◆ **What is being asked**:
Every entry must be duplicated precisely as written.

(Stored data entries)
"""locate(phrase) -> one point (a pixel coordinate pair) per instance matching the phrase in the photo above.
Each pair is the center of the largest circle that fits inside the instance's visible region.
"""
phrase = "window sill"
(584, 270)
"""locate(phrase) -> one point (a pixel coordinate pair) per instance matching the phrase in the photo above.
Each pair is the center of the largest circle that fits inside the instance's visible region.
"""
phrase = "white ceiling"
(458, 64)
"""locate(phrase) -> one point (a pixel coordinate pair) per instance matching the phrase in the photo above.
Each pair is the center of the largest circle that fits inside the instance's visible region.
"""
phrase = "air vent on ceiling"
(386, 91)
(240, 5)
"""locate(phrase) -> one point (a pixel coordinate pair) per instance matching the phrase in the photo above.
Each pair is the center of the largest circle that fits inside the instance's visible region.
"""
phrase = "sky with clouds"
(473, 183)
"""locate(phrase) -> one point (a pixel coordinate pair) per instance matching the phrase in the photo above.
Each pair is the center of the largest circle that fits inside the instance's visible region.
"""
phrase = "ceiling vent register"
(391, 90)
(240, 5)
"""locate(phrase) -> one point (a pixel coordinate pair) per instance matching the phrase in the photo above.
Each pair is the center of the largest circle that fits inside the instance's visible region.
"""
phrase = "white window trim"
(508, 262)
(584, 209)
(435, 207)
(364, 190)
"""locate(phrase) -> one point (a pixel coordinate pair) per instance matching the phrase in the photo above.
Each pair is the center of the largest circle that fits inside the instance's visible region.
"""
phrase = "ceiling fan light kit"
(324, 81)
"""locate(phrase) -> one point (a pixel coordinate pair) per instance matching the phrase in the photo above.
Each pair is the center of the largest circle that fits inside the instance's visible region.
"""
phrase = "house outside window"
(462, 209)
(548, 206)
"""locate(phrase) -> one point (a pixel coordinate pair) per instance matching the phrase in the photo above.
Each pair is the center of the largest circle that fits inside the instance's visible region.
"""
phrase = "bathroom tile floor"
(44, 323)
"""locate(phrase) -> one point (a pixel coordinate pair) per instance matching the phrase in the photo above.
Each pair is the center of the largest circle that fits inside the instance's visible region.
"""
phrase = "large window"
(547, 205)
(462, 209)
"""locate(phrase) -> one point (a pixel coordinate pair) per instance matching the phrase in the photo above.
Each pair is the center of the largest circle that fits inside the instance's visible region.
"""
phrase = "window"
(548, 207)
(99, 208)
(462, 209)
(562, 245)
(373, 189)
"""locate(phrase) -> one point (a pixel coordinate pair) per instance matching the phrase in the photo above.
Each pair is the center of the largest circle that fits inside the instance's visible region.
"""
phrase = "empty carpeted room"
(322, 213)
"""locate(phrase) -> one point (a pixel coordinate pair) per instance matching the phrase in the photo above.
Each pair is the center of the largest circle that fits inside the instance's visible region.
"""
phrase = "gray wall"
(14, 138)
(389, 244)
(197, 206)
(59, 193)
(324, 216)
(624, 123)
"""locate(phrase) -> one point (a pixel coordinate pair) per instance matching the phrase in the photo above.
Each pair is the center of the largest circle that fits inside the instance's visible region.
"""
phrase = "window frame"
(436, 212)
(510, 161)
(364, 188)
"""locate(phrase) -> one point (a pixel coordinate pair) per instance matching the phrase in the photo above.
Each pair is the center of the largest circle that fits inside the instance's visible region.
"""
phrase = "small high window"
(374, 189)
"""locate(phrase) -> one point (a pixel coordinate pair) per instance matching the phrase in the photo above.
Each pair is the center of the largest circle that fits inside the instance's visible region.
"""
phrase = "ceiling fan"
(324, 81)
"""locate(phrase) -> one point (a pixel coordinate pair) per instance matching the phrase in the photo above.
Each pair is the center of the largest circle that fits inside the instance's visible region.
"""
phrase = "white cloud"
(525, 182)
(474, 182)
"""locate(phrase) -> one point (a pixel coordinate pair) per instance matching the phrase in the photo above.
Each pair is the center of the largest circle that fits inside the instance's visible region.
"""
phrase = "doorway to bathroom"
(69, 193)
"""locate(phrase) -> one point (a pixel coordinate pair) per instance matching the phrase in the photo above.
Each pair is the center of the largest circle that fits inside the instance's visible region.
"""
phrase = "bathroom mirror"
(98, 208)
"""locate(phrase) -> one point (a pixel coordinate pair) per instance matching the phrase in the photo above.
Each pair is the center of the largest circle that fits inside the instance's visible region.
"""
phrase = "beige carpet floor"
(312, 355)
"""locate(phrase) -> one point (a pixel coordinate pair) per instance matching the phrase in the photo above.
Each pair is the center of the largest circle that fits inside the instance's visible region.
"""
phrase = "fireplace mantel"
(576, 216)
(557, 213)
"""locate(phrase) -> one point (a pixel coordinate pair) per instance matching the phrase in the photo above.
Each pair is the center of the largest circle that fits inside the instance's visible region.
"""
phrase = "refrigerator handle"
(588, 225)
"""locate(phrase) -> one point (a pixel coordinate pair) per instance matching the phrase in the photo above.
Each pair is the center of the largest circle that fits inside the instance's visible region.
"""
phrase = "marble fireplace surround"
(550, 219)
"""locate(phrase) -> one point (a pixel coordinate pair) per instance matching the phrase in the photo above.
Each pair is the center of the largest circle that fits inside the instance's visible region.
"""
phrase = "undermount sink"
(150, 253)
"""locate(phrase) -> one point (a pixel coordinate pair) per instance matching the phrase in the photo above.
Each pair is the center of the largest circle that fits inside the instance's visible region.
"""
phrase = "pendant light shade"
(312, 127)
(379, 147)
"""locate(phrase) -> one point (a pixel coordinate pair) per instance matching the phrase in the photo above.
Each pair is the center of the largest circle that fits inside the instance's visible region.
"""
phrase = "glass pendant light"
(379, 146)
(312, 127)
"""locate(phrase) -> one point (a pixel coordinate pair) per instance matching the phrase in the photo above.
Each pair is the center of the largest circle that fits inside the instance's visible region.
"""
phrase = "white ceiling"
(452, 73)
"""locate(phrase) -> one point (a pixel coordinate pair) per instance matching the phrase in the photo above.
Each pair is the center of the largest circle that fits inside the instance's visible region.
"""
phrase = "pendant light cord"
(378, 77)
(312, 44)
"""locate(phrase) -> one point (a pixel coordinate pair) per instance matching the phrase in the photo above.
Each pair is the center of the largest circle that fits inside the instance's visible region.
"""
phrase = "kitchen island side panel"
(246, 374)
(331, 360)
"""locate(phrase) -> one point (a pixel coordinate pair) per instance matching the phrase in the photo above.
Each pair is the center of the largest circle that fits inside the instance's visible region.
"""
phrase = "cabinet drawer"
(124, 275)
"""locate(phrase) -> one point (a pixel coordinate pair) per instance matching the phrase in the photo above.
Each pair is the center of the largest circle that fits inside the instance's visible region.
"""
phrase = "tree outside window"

◆ **Response to this task**:
"""locate(phrase) -> one point (a pixel coordinate pair) per instance matching the phrase in the photo above.
Each pair is the center of the largest circle that fits inside the instance's visible region.
"""
phrase = "window sill"
(584, 270)
"""locate(phrase) -> one point (a pixel coordinate pair) per instance matching the phrase in the photo above.
Each pair is the center of the largest circle that fits inside the instance's visible region.
"""
phrase = "white ceiling"
(458, 64)
"""locate(phrase) -> one point (a pixel coordinate pair) per instance matching the phrase in the photo above.
Each pair is the center of the largest circle that fits inside the instance's visible region.
"""
phrase = "air vent on ceiling"
(386, 91)
(240, 5)
"""locate(phrase) -> one point (a pixel coordinate pair) per instance matching the phrase in the photo above.
Each pair is the center of the largest circle that fits inside the instance's visible region.
"""
phrase = "sky with clouds"
(473, 183)
"""locate(phrase) -> one point (a pixel coordinate pair) per instance matching the phrase in the photo above.
Each pair is the center of the largest circle that fits inside the instance's visible region.
"""
phrase = "ceiling vent register"
(391, 90)
(240, 5)
"""locate(phrase) -> one point (a pixel coordinate pair) per instance matching the phrase in the photo above.
Each pair is the center of the largest circle that fits inside the instance's visible region.
"""
phrase = "white window trim"
(508, 262)
(584, 209)
(435, 207)
(364, 190)
"""locate(phrase) -> one point (a pixel coordinate pair) per instance matching the phrase in the photo above.
Each pair is the center of the largest circle that fits inside the instance's visible region.
"""
phrase = "ceiling fan light kit"
(324, 81)
"""locate(phrase) -> one point (a pixel coordinate pair) per instance matching the phrase in the photo above.
Each pair is the center of the largest circle that fits inside the instance's visible region.
"""
phrase = "house outside window"
(462, 209)
(548, 206)
"""locate(phrase) -> one point (a pixel coordinate pair) per instance matching the phrase in the photo above.
Each pair is the center of the largest circle that fits inside the instance's visible region.
"""
phrase = "bathroom tile floor"
(44, 323)
"""locate(phrase) -> one point (a pixel coordinate pair) per instance matching the phrase in the photo above.
Each pair is the center of the largest circle that fits inside the instance's visible region.
"""
phrase = "large window"
(547, 205)
(462, 209)
"""locate(phrase) -> one point (a pixel coordinate pair) per instance matching the phrase in the photo above.
Each pair is the center of the largest circle that fits inside the instance's visible region.
"""
phrase = "window"
(548, 207)
(99, 208)
(462, 209)
(562, 245)
(373, 189)
"""locate(phrase) -> one point (a pixel coordinate pair) per instance matching the phrase in the photo above.
Each pair is the center of the largest circle that fits inside the instance's visible region.
"""
phrase = "empty carpeted room"
(322, 213)
"""locate(phrase) -> one point (a pixel coordinate pair) per instance matching the phrase in the photo above.
Each pair is the center of the largest circle that fits inside the instance's visible region.
"""
phrase = "gray wall"
(14, 138)
(389, 244)
(197, 206)
(59, 193)
(324, 216)
(624, 123)
"""locate(phrase) -> one point (a pixel coordinate pair) per instance matching the phrase in the photo above.
Each pair is the center of the largest circle that fits inside the instance's visible region.
"""
phrase = "window frame"
(436, 212)
(510, 161)
(364, 188)
"""locate(phrase) -> one point (a pixel coordinate pair) per instance matching the phrase in the photo above.
Each pair is the center of the largest circle that fits inside the instance's visible region.
"""
phrase = "small high window"
(374, 189)
"""locate(phrase) -> one point (a pixel coordinate pair) per instance matching the phrase in the photo above.
Each pair is the center of the largest circle that fits inside the instance's visible region.
"""
phrase = "ceiling fan"
(324, 81)
"""locate(phrase) -> one point (a pixel coordinate pair) per instance matching the phrase in the photo above.
Each pair is the center of the largest circle that fits inside the instance's visible region.
"""
phrase = "white cloud"
(525, 182)
(474, 182)
"""locate(phrase) -> one point (a pixel coordinate pair) per instance matching the phrase in the photo above.
Each pair is the center of the largest circle that fits inside the instance's visible region.
"""
phrase = "doorway to bathroom"
(69, 193)
"""locate(phrase) -> one point (a pixel coordinate pair) per instance matching the phrase in the photo above.
Each pair is the center of the largest circle that fits inside the instance's visible region.
"""
phrase = "bathroom mirror"
(98, 208)
"""locate(phrase) -> one point (a pixel coordinate pair) per instance matching the phrase in the photo above.
Each pair is the center of the largest circle that fits inside the instance's visible region.
"""
phrase = "beige carpet floor"
(312, 355)
"""locate(phrase) -> one point (a pixel coordinate pair) per instance matching the phrase in the photo above.
Each pair is the center of the largest circle that fits inside the instance's visible region.
"""
phrase = "fireplace mantel"
(576, 216)
(557, 213)
"""locate(phrase) -> one point (a pixel coordinate pair) per instance matching the phrase in the photo above.
Each pair is the center of the largest circle that fits inside the instance's visible region.
"""
phrase = "refrigerator handle"
(588, 225)
"""locate(phrase) -> one point (a pixel coordinate pair) per instance matching the phrase in the photo above.
Each pair is the center of the largest circle that fits inside the instance's visible region.
"""
phrase = "marble fireplace surround"
(550, 219)
"""locate(phrase) -> one point (a pixel coordinate pair) per instance matching the phrase in the photo above.
Each pair is the center of the largest circle that fits inside the instance's visible region.
"""
phrase = "undermount sink"
(150, 253)
"""locate(phrase) -> one point (a pixel coordinate pair) per instance matching the phrase in the photo above.
Each pair is the center of the largest circle that fits inside the instance's visible region.
"""
phrase = "pendant light shade"
(312, 127)
(379, 147)
"""locate(phrase) -> one point (a pixel coordinate pair) per instance matching the phrase in the photo above.
Each pair is the center of the largest circle that fits inside the instance's visible region.
"""
phrase = "glass pendant light"
(379, 146)
(312, 127)
"""locate(phrase) -> one point (a pixel coordinate pair) per instance matching the phrase in the photo above.
Each pair is the center of the largest circle that fits inside the instance's visible region.
"""
phrase = "white ceiling"
(452, 73)
"""locate(phrase) -> one point (a pixel coordinate pair) per instance matching the phrase in the photo above.
Each pair is the center of the largest circle that fits inside the instance's visible region.
"""
phrase = "pendant light cord"
(378, 77)
(312, 44)
"""locate(phrase) -> one point (a pixel coordinate pair) per instance matching the phrase in the photo above.
Each pair is the center of the largest circle that fits inside the instance's visible region.
"""
phrase = "kitchen island side panel"
(246, 374)
(331, 360)
"""locate(phrase) -> one point (a pixel coordinate pair) per instance matching the phrase in the photo above.
Each pair is the center of the largest circle that fits inside the instance's visible region.
"""
phrase = "cabinet drawer"
(124, 275)
"""locate(phrase) -> one point (a pixel coordinate pair) per instance matching the phrase in the photo above.
Each pair is the center of the largest circle that fits inside the instance's visible region.
"""
phrase = "tree outside window"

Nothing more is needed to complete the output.